### TASK MATERIAL ###
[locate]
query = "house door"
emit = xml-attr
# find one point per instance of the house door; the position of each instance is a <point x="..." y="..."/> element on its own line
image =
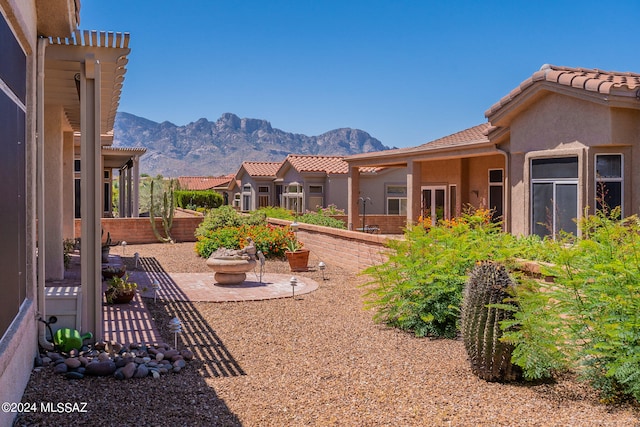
###
▸ ASSIGNMENT:
Each entry above should be reproduced exactly, with the pictures removed.

▸ SOLUTION:
[locate]
query = "house door"
emit = xml-attr
# find one point per instance of the house door; the position of each instance is a <point x="..." y="..."/> element on its own line
image =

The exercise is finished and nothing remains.